• **The exercise**
Turn every line of the listing below into a numbered list, and leave out any blank lines.
Start of Provided material
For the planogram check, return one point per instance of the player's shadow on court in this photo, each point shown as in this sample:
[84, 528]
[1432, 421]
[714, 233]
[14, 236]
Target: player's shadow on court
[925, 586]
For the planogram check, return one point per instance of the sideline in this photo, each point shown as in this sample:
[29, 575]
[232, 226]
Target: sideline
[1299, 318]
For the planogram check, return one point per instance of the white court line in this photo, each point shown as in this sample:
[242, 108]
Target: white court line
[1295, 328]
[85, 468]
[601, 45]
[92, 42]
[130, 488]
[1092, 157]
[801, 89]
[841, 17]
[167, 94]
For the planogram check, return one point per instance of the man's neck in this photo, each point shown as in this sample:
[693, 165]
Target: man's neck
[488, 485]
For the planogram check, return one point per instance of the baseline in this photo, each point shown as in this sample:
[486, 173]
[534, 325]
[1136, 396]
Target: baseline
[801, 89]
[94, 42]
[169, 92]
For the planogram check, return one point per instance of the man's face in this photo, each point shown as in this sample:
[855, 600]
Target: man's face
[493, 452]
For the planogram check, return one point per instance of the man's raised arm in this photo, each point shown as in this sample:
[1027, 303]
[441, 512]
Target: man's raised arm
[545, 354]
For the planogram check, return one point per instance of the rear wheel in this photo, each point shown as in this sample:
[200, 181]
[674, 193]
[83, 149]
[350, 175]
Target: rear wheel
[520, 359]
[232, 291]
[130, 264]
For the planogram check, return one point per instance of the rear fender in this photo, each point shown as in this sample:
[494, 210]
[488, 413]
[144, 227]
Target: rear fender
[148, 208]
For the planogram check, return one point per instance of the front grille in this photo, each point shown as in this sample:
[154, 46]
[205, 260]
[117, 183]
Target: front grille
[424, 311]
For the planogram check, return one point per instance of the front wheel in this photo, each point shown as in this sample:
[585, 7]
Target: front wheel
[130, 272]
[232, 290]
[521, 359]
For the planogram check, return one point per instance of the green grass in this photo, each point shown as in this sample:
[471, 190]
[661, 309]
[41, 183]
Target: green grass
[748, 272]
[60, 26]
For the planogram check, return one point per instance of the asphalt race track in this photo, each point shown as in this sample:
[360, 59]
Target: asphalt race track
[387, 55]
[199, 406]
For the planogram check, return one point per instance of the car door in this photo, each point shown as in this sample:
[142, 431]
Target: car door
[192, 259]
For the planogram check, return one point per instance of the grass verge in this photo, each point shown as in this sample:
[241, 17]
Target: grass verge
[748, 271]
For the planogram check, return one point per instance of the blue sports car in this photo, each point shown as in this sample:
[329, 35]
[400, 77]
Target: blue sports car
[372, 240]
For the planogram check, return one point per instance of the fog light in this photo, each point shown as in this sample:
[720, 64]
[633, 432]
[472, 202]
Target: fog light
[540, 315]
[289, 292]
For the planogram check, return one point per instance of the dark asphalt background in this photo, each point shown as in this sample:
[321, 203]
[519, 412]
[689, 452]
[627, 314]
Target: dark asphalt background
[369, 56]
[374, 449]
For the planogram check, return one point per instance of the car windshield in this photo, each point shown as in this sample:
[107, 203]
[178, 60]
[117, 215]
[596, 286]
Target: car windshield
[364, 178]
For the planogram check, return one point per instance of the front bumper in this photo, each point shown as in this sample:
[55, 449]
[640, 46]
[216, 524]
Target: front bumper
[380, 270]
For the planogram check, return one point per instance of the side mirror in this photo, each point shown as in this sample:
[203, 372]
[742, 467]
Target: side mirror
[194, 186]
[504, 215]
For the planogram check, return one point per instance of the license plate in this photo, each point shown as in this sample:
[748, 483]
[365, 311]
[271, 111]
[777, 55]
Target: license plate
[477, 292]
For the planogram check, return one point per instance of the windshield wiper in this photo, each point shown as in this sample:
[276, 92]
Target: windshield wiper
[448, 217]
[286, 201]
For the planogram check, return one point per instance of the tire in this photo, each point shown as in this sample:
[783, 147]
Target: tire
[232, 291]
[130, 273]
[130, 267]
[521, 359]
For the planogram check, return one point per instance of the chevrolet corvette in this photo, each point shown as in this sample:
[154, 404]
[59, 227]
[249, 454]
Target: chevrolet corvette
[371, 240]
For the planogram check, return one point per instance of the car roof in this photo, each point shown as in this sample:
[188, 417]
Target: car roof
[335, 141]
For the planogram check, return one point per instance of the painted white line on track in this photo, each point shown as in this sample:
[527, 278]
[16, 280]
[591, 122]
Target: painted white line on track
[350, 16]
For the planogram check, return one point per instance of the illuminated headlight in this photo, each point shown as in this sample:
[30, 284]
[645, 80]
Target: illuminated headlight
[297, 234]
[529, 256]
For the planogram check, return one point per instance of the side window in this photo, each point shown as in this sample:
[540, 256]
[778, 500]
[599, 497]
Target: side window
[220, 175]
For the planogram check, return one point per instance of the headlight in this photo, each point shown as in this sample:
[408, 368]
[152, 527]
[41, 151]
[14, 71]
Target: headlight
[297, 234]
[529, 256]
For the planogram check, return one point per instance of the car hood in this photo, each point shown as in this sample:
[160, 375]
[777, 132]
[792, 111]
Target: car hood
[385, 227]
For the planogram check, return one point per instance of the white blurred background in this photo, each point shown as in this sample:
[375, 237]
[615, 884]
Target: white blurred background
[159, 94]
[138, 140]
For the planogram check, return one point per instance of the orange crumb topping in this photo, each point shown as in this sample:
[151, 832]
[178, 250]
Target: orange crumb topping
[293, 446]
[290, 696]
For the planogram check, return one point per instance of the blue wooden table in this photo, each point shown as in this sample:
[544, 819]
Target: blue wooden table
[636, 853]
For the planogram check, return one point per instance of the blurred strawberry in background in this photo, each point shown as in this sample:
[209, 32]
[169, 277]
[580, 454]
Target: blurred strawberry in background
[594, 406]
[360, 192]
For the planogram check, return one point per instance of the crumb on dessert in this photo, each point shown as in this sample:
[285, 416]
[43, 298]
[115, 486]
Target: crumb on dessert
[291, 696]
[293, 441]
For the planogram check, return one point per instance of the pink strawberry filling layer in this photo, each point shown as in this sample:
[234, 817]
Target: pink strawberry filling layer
End of Provided material
• **Written solution**
1. For the planogram check, return one point per instance of the player's shadow on court in this photo, each point shown as in this sample:
2. [84, 528]
3. [1432, 421]
4. [714, 233]
5. [14, 236]
6. Target: player's shadow on court
7. [925, 586]
8. For the planogram check, return one point per instance of the sideline in this photo, each point shown as in this sample:
9. [29, 575]
10. [232, 226]
11. Target: sideline
12. [1299, 318]
13. For the planogram check, return one point per instance of the white court line in this photo, each point shown as in this sample:
14. [242, 108]
15. Target: white court line
16. [1295, 328]
17. [85, 468]
18. [601, 45]
19. [92, 42]
20. [130, 488]
21. [1092, 157]
22. [801, 89]
23. [841, 17]
24. [167, 94]
25. For the planogram check, return one point per instance of the man's neck in this photo, each point shown as in this sample:
26. [693, 165]
27. Target: man's neck
28. [488, 485]
29. For the planogram check, return one point per instance of the baseline in this photo, each point shown as in this sample:
30. [486, 173]
31. [534, 325]
32. [1136, 396]
33. Target: baseline
34. [801, 89]
35. [94, 42]
36. [169, 92]
37. For the planogram check, return one point per instance of the man's face in this photo, each point shown as in this sample:
38. [855, 600]
39. Target: man's face
40. [493, 452]
41. For the planogram check, return one point per instance of the man's raised arm in this photo, each point shown as in this sample:
42. [1027, 303]
43. [441, 512]
44. Target: man's raised arm
45. [545, 354]
46. For the planogram check, return one point per instance of the rear wheel in this photo, each point shown as in this sample:
47. [200, 181]
48. [674, 193]
49. [83, 149]
50. [350, 175]
51. Target: rear wheel
52. [520, 359]
53. [232, 291]
54. [130, 264]
55. For the planogram check, return one point per instance of the rear fender in this photo, each point shown as in this sample:
56. [494, 210]
57. [488, 413]
58. [144, 227]
59. Target: rear fender
60. [148, 208]
61. For the planogram check, return one point per instance of the front grille in this photo, each point shown as in this sample:
62. [154, 46]
63. [205, 260]
64. [117, 183]
65. Target: front grille
66. [424, 311]
67. For the planogram check, return one point per instance of the front wheel in this photo, each point shown as in this sample:
68. [585, 7]
69. Target: front wheel
70. [130, 272]
71. [232, 290]
72. [521, 359]
73. For the planogram check, return one point per instance of the green grass in this photo, each point shown as in this sample:
74. [471, 190]
75. [661, 309]
76. [41, 183]
77. Target: green grass
78. [748, 272]
79. [60, 26]
80. For the planogram check, return one point per instance of the asphalt race track in this photo, each point shown as in this sample:
81. [360, 59]
82. Target: asphalt race track
83. [387, 55]
84. [199, 406]
85. For the planogram check, return one point per instance of the car door in this photo, each point shown as in this sample:
86. [142, 431]
87. Target: car door
88. [192, 259]
89. For the planogram check, return one point per instance of the grass verge in this photo, each point shown as in this sample:
90. [241, 17]
91. Target: grass verge
92. [748, 271]
93. For the planogram check, return one point per instance of the blue sports car in this photo, each point shown as in this sample:
94. [329, 35]
95. [400, 77]
96. Target: blue sports car
97. [372, 240]
98. For the planogram check, return one point per instance of the fog light in this photo, each point shown as in this sample:
99. [720, 64]
100. [633, 432]
101. [472, 202]
102. Target: fog light
103. [540, 315]
104. [289, 292]
105. For the planogram check, return one point per instance of the dark asphalt background in this photo, each point shown as in this sample:
106. [321, 203]
107. [519, 412]
108. [689, 452]
109. [627, 314]
110. Target: dark asphalt background
111. [369, 56]
112. [374, 449]
113. For the planogram check, return one point per instance of the car windshield in this photo, each point shown as in this sample:
114. [107, 203]
115. [178, 60]
116. [117, 215]
117. [596, 286]
118. Target: car windshield
119. [364, 178]
120. For the planogram check, return one point per instance of the front bumper in this photo, each point shown as in this sample:
121. [55, 449]
122. [640, 46]
123. [216, 524]
124. Target: front bumper
125. [380, 270]
126. For the planogram check, return one point per instance of the side mirror in this photo, each point shown as in this sample:
127. [203, 372]
128. [742, 467]
129. Target: side mirror
130. [194, 186]
131. [504, 215]
132. For the planogram check, return one point per instance of the license plate in this photo, each point shown as in this sample:
133. [748, 483]
134. [365, 311]
135. [271, 111]
136. [777, 55]
137. Target: license plate
138. [477, 292]
139. For the planogram check, return one point per instance of the windshield wiper in this photo, each point shown as in this sample:
140. [276, 92]
141. Target: windshield wiper
142. [448, 217]
143. [286, 201]
144. For the planogram check, return one point per instance of the tire in this photo, each point shown as in this sample:
145. [783, 147]
146. Target: tire
147. [232, 291]
148. [130, 273]
149. [130, 267]
150. [521, 359]
151. For the planogram check, return one point per instance of the chevrolet corvette in this photo, each point shown as in this sample:
152. [154, 404]
153. [59, 227]
154. [249, 454]
155. Target: chevrolet corvette
156. [371, 240]
157. For the planogram check, return one point per instance of the car roof in this photo, each point shown as in this sample:
158. [188, 417]
159. Target: car roof
160. [335, 141]
161. For the planogram check, return one point per instance of the painted white line on track in this photo, each point shown as in this sample:
162. [527, 278]
163. [16, 280]
164. [591, 122]
165. Target: painted white line on track
166. [350, 16]
167. For the planogram check, return one point per instance of the illuminated headlight in this photo, each point shown as in this sample:
168. [30, 284]
169. [645, 80]
170. Target: illuminated headlight
171. [297, 234]
172. [529, 256]
173. For the planogram check, return one point per instance of the side window in this photo, each point shown as in this sample:
174. [540, 256]
175. [778, 500]
176. [599, 497]
177. Target: side window
178. [220, 175]
179. For the planogram check, return one point per instance of the headlight in this photo, each point shown as in this sample:
180. [408, 368]
181. [152, 527]
182. [41, 151]
183. [14, 71]
184. Target: headlight
185. [297, 234]
186. [529, 256]
187. For the planogram check, return one point per instance of the car hood in this photo, each point shown as in this sample:
188. [160, 375]
189. [777, 132]
190. [792, 111]
191. Target: car hood
192. [385, 227]
193. For the planogram check, return one point per instance of the white blurred background in this photo, each point shown as in this sample:
194. [375, 237]
195. [615, 884]
196. Target: white blurred background
197. [159, 94]
198. [138, 140]
199. For the planogram check, return one point per instance of the orange crumb topping in this photo, each point shown as in this sample:
200. [151, 832]
201. [178, 250]
202. Target: orange crumb topping
203. [293, 446]
204. [290, 696]
205. For the planogram check, return one point per instance of the blue wooden table in this photo, each point shown as in this sample:
206. [544, 819]
207. Target: blue wooden table
208. [636, 853]
209. For the planogram check, return one point per instance of the blurred strawberry in background in this photo, each point shown as in this sample:
210. [209, 32]
211. [169, 277]
212. [580, 454]
213. Target: blurred strawberry in background
214. [594, 406]
215. [360, 192]
216. For the planogram check, return one point per instance of the crumb on dessert in this photo, each point shown as in this sample:
217. [285, 416]
218. [43, 298]
219. [115, 486]
220. Target: crumb on dessert
221. [291, 696]
222. [293, 441]
223. For the planogram check, return one point per instance of the pink strawberry filling layer in this photo, each point shown as in this sample:
224. [234, 817]
225. Target: pink strawberry filling layer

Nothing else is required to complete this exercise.